**Task brief:** Reproduce word for word the passage of the excerpt about William Lester Suff that runs from "American serial killer on" up to and including "a seventy-year sentence.".

American serial killer on death row

William Lester Suff (born Bill Lee Suff; August 20, 1950) is an American serial killer who tortured and killed at least thirteen women in Riverside County, California, from 1986 to 1991, earning nicknames such as the Riverside Prostitute Killer and the Lake Elsinore Killer, as some of his victims were dumped in Lake Elsinore. Years earlier, in 1973, he murdered his two-month-old daughter in Texas, a crime for which he had only served ten years of a seventy-year sentence.

== Biography ==
Suff's parents had five children, of which he was the eldest. As a child, Suff proved gifted at playing music. Although not popular, Suff made friends easily. Suff's mother was very domineering and had a strong influence over her husband. This is how Suff learned that he could get what he wanted by coercing others.

**Recorded data:**
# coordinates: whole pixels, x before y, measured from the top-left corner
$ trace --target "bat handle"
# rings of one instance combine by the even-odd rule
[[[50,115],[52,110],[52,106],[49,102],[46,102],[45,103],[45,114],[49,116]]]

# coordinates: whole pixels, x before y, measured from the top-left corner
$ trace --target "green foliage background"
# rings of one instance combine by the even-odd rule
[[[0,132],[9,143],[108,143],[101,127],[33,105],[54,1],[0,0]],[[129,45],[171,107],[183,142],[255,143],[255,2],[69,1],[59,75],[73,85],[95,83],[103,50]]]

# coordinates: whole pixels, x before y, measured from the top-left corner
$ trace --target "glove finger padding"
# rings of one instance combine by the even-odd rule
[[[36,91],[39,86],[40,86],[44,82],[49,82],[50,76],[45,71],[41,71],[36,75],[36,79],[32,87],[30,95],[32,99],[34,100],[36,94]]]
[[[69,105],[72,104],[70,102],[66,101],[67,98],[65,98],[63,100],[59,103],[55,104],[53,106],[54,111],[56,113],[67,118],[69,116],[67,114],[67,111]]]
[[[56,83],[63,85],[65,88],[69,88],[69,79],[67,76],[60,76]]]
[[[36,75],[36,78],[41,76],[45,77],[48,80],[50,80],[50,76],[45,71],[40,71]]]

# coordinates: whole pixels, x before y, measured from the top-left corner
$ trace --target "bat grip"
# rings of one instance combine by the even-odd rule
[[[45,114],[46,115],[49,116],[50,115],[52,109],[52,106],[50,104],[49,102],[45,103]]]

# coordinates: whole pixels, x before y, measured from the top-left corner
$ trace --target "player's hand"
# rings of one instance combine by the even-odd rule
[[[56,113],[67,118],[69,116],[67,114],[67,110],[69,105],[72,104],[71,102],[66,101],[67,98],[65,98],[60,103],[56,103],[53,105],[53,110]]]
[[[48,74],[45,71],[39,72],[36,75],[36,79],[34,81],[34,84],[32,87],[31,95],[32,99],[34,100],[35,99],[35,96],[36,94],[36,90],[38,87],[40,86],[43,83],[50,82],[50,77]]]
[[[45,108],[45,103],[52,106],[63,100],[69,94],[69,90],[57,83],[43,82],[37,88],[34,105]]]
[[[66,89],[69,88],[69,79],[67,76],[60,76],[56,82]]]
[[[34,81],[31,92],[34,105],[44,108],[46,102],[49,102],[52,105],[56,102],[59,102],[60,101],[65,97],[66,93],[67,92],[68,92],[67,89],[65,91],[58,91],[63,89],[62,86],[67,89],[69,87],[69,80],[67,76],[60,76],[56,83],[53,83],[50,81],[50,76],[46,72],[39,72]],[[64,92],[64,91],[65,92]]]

**Finished exercise:**
American serial killer on death row

William Lester Suff (born Bill Lee Suff; August 20, 1950) is an American serial killer who tortured and killed at least thirteen women in Riverside County, California, from 1986 to 1991, earning nicknames such as the Riverside Prostitute Killer and the Lake Elsinore Killer, as some of his victims were dumped in Lake Elsinore. Years earlier, in 1973, he murdered his two-month-old daughter in Texas, a crime for which he had only served ten years of a seventy-year sentence.